# START OF DATA LINES

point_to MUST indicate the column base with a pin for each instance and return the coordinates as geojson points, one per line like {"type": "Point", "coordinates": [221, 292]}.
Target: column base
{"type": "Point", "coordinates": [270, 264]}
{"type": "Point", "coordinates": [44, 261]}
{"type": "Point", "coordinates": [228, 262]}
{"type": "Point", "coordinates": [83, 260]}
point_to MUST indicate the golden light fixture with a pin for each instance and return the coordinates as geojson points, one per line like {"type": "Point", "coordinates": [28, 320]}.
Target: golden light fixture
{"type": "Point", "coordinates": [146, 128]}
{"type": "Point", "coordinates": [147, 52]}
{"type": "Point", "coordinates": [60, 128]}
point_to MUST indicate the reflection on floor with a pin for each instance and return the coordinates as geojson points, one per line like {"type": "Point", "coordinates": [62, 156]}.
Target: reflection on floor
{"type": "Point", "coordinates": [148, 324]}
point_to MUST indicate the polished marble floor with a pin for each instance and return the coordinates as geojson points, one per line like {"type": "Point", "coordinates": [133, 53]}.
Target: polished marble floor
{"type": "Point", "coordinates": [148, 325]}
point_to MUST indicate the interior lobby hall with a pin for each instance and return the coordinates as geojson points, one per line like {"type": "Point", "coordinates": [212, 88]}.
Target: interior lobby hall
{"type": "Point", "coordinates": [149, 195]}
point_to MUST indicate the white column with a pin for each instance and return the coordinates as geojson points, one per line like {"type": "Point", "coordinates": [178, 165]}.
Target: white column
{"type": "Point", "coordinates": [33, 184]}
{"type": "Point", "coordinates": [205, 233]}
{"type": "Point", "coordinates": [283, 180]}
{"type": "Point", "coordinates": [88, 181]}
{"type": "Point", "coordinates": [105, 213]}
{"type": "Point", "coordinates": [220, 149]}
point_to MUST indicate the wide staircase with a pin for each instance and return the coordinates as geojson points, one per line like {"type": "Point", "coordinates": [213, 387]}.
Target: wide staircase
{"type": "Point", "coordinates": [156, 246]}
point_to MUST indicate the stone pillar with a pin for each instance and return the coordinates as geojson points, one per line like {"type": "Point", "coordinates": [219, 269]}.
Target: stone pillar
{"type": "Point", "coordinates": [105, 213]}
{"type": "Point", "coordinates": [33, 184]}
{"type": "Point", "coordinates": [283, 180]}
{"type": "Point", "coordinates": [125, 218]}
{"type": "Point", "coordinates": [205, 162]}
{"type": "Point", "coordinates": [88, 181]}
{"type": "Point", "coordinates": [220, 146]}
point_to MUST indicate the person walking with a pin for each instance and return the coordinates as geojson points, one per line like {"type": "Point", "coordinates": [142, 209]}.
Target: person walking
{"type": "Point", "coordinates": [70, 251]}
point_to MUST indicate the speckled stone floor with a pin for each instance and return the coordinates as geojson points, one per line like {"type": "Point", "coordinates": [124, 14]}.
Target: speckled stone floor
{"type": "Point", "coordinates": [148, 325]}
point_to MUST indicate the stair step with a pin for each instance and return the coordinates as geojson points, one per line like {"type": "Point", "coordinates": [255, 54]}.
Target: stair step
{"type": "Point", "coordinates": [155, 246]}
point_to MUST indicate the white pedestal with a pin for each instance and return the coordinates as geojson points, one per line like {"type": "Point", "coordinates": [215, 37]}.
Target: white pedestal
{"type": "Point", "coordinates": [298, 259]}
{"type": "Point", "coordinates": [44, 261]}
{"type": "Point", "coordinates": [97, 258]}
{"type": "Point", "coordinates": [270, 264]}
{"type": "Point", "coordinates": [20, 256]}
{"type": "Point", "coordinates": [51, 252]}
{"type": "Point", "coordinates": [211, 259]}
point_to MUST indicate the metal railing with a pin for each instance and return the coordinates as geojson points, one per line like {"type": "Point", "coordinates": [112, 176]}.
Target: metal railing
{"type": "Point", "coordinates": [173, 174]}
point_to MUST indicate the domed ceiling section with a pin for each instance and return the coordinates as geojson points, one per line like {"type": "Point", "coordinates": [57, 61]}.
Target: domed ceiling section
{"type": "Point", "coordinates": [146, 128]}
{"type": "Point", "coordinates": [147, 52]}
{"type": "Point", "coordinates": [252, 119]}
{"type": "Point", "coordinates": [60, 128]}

# END OF DATA LINES

_STATED GOAL_. Express every row above as a two-column CSV with the header input,output, one line per row. Put each row's text under input and its answer under output, quoting each field and turning line breaks into spaces.

_FINAL ANSWER_.
input,output
"point_to MUST indicate the column base with a pin for each instance and return the coordinates as geojson points, one per line like {""type"": ""Point"", ""coordinates"": [221, 292]}. Target: column base","{""type"": ""Point"", ""coordinates"": [270, 264]} {""type"": ""Point"", ""coordinates"": [44, 261]} {""type"": ""Point"", ""coordinates"": [228, 262]} {""type"": ""Point"", ""coordinates"": [83, 260]}"
"point_to MUST indicate the golden light fixture with a pin for each instance and return the coordinates as geojson points, one per line like {""type"": ""Point"", ""coordinates"": [28, 320]}. Target: golden light fixture","{""type"": ""Point"", ""coordinates"": [146, 128]} {""type"": ""Point"", ""coordinates"": [147, 52]} {""type"": ""Point"", ""coordinates"": [60, 128]}"
"point_to MUST indicate the reflection on floor with a pin for each instance and return the coordinates as geojson points, one per line like {""type"": ""Point"", ""coordinates"": [62, 156]}. Target: reflection on floor","{""type"": ""Point"", ""coordinates"": [148, 324]}"
"point_to MUST indicate the polished marble floor with a pin for each instance and return the coordinates as geojson points, one per line like {""type"": ""Point"", ""coordinates"": [133, 53]}. Target: polished marble floor","{""type"": ""Point"", ""coordinates"": [148, 325]}"
"point_to MUST indicate the interior lobby hall with a pin for each instance and return the coordinates as geojson points, one per line like {""type"": ""Point"", ""coordinates"": [212, 88]}. Target: interior lobby hall","{""type"": ""Point"", ""coordinates"": [149, 195]}"
"point_to MUST indicate the white column with a pin for each instance and return the coordinates as geojson points, one per line like {""type"": ""Point"", ""coordinates"": [178, 165]}. Target: white column","{""type"": ""Point"", ""coordinates"": [33, 184]} {""type"": ""Point"", ""coordinates"": [205, 233]} {""type"": ""Point"", ""coordinates"": [283, 180]} {""type"": ""Point"", ""coordinates"": [88, 181]} {""type"": ""Point"", ""coordinates"": [105, 213]} {""type"": ""Point"", ""coordinates"": [220, 149]}"
"point_to MUST indicate the wide staircase with a pin for each instance and return the coordinates as geojson points, one per line like {""type"": ""Point"", ""coordinates"": [213, 387]}. Target: wide staircase","{""type"": ""Point"", ""coordinates"": [156, 246]}"
"point_to MUST indicate the stone pillar with a pin for each instance and return the coordinates as geojson points, one per line like {""type"": ""Point"", ""coordinates"": [219, 269]}. Target: stone pillar","{""type"": ""Point"", ""coordinates"": [105, 213]} {""type"": ""Point"", ""coordinates"": [33, 184]} {""type"": ""Point"", ""coordinates"": [283, 180]} {""type"": ""Point"", ""coordinates"": [125, 218]} {""type"": ""Point"", ""coordinates"": [205, 162]} {""type"": ""Point"", ""coordinates"": [88, 181]} {""type"": ""Point"", ""coordinates"": [220, 146]}"
"point_to MUST indicate the person walking with a pin for each instance and return the coordinates as geojson points, one per line like {""type"": ""Point"", ""coordinates"": [142, 209]}. Target: person walking","{""type"": ""Point"", ""coordinates"": [70, 251]}"
"point_to MUST indicate the speckled stone floor with a pin for each instance and return the coordinates as geojson points, one per line like {""type"": ""Point"", ""coordinates"": [124, 14]}. Target: speckled stone floor","{""type"": ""Point"", ""coordinates"": [148, 325]}"
"point_to MUST indicate the stair step with a pin for each instance and return the coordinates as geojson points, one per line like {""type"": ""Point"", ""coordinates"": [255, 54]}. Target: stair step","{""type"": ""Point"", ""coordinates"": [155, 246]}"
"point_to MUST indicate the white pedestal with a pin for each instance and return the coordinates as geojson points, one per line like {""type"": ""Point"", ""coordinates"": [215, 37]}. Target: white pedestal","{""type"": ""Point"", ""coordinates"": [298, 259]} {""type"": ""Point"", ""coordinates"": [44, 261]} {""type"": ""Point"", ""coordinates"": [97, 258]} {""type"": ""Point"", ""coordinates"": [270, 264]} {""type"": ""Point"", ""coordinates"": [20, 256]} {""type"": ""Point"", ""coordinates"": [51, 252]} {""type"": ""Point"", ""coordinates"": [211, 259]}"
"point_to MUST indicate the metal railing with a pin for each instance and return the coordinates as geojson points, one per line like {""type"": ""Point"", ""coordinates"": [112, 176]}. Target: metal railing","{""type"": ""Point"", ""coordinates"": [173, 174]}"
"point_to MUST indicate the domed ceiling section with a pin for each instance and return the coordinates as geojson points, one per line like {""type"": ""Point"", ""coordinates"": [57, 61]}. Target: domed ceiling section","{""type"": ""Point"", ""coordinates"": [146, 128]} {""type"": ""Point"", ""coordinates"": [147, 52]} {""type"": ""Point"", ""coordinates"": [252, 119]} {""type"": ""Point"", ""coordinates"": [60, 128]}"